[Quoted passage]

# Materials For Harsh Environment (MHE)
**Source**: https://www.hbku.edu.qa/en/qeeri/materials-unit/mhe
**Parent**: https://www.hbku.edu.qa/en/qeeri/materials-unit
## Overview
This initiative engineers advanced materials that adapt to extreme conditions, delivering
sustainable, high-performance solutions across energy, water, environment, and critical
infrastructure.
## Projects
- NEWIRE - Novel Materials for Energy and Water
Infrastructure Resilience
- HERMES - High-Efficiency Materials for Energy
Conversion and Storage
- INSPIRE - Integrated Study of Pigments, Inks, and
their Resilience in early Qur’anic manuscripts through experiments and AI-enabled
preservation.
This project focuses on advancing material performance, corrosion
mitigation, and degradation prevention across critical
industrial, water, and energy infrastructure in Qatar-relevant
harsh environments. It addresses key challenges of material
degradation, such as coating failure under insulation and
environmental exposure, chloride stress corrosion cracking of
corrosion-resistant alloys, hydrogen embrittlement in both
conventional and additive manufacturing materials for renewable
energy systems, and microbiologically influenced corrosion (MIC)
in Seawater Reverse Osmosis (SWRO) plants. The project combines
experimental studies, rapid inhibitor screening, and field
exposure testing to develop robust frameworks for protecting
infrastructure integrity and water quality. It also investigates
advanced methods for predicting and preventing corrosion through
AI-driven models and multi-scale data integration. Key
activities include optimizing corrosion inhibitors for Qatar’s
brines, understanding hydrogen absorption in materials,
improving coatings for extreme environmental conditions, and
developing sustainable energy solutions, such as CO₂ capture
materials and catalysts for sustainable aviation fuel. The work
will lead to the creation of predictive models, validated
corrosion testing standards, and guidelines for material
selection, contributing to international standards and providing
real-world, field-ready solutions for corrosion control in water
and energy infrastructure. The project ensures the improvement
of resilience of infrastructure via the employment of reliable
materials and methodologies to enhance system longevity and
performance in extreme environments.

[/Quoted passage]
[Provided records]

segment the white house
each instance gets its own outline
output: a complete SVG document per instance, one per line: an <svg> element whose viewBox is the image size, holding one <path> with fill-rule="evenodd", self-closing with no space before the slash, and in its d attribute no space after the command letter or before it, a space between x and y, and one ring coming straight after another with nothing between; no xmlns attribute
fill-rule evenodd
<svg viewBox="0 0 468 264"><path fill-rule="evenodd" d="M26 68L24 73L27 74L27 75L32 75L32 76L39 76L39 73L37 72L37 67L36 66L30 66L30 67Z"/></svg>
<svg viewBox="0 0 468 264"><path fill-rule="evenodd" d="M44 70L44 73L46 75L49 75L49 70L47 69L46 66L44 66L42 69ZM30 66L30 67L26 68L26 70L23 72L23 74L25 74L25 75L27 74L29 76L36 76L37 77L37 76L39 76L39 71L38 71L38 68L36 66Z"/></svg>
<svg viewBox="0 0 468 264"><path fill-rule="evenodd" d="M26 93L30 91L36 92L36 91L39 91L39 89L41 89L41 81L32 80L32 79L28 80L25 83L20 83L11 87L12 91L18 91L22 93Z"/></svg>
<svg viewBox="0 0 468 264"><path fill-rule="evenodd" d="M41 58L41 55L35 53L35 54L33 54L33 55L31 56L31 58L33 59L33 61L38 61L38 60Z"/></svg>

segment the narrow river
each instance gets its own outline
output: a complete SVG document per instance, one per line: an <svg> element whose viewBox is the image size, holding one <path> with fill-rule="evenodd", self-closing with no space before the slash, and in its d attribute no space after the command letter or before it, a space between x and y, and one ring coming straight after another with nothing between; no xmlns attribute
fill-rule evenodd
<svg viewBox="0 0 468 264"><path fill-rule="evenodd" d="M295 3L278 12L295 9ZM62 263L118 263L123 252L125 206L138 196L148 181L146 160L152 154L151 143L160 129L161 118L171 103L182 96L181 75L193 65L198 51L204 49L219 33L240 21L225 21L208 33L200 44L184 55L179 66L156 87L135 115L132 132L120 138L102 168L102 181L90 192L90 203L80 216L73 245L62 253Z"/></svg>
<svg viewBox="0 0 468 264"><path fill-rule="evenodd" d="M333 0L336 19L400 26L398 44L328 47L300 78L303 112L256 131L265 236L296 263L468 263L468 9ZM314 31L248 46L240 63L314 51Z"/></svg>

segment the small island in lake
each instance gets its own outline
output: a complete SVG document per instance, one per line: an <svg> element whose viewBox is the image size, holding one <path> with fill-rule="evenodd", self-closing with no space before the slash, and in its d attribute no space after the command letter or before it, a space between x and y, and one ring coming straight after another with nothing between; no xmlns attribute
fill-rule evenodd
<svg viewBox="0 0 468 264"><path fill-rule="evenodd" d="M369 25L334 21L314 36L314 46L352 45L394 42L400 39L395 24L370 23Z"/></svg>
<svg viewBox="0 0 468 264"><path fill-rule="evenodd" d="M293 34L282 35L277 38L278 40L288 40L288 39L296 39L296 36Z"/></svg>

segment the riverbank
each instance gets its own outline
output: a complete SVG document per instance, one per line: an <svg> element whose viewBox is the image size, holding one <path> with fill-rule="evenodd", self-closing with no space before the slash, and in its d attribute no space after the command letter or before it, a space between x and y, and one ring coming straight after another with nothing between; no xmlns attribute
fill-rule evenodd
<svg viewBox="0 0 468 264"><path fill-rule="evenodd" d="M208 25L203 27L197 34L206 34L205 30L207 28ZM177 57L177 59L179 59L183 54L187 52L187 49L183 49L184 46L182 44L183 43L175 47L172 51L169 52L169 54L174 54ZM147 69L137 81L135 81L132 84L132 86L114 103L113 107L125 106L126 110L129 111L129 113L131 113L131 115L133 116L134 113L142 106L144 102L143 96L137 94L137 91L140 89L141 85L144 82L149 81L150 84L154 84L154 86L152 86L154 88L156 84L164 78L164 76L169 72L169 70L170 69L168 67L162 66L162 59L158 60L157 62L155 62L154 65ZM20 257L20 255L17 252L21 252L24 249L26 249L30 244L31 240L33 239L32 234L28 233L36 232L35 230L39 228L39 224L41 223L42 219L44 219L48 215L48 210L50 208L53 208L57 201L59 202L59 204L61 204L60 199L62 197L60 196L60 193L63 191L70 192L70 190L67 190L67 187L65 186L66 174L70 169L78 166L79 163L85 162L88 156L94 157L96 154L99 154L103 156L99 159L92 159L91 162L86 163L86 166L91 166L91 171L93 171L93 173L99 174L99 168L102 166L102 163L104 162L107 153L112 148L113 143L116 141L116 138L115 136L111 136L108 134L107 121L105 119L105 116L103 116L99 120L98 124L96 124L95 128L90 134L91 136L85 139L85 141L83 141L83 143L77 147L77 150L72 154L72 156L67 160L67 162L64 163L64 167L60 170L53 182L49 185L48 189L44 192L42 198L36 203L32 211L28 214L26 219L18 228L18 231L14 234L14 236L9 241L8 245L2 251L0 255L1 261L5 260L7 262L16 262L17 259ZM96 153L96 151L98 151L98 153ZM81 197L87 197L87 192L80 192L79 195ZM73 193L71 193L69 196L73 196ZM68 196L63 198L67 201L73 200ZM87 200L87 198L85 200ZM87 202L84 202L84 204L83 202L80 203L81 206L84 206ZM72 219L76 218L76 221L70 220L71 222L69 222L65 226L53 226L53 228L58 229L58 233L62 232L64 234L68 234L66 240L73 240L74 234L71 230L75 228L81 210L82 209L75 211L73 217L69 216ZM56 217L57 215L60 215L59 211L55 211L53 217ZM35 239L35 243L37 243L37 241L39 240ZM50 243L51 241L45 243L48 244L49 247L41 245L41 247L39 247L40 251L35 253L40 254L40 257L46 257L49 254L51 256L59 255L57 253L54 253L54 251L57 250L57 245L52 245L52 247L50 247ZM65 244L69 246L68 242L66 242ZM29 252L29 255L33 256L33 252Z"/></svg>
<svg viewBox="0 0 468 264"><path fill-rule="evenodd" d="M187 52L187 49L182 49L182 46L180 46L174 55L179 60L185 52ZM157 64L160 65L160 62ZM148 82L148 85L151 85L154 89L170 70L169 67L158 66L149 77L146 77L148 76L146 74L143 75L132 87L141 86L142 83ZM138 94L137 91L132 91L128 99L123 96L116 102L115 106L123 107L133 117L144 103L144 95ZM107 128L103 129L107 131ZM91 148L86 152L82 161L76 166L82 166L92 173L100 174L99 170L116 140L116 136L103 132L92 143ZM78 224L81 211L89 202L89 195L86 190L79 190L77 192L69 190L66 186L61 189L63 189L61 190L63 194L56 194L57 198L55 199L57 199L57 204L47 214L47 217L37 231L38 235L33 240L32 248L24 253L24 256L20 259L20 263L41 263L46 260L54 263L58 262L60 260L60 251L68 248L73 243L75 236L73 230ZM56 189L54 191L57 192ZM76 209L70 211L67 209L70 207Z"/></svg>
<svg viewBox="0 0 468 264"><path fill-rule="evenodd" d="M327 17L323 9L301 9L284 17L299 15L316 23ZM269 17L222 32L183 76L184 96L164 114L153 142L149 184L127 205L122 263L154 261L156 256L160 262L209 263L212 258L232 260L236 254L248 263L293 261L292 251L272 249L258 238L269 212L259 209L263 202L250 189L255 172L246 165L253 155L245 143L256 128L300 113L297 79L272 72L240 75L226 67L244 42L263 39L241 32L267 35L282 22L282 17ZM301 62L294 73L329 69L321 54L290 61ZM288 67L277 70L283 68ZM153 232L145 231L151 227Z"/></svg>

[/Provided records]

== Actions to take ==
**a.** Write out the MHE page from "## Projects" up to and including "preservation.", word for word.
**b.** On the MHE page, what does the project name NEWIRE stand for?
The rows are separate material from the MHE page.

== Responses ==
**a.**
## Projects
- NEWIRE - Novel Materials for Energy and Water
Infrastructure Resilience
- HERMES - High-Efficiency Materials for Energy
Conversion and Storage
- INSPIRE - Integrated Study of Pigments, Inks, and
their Resilience in early Qur’anic manuscripts through experiments and AI-enabled
preservation.

**b.** Novel Materials for Energy and Water Infrastructure Resilience.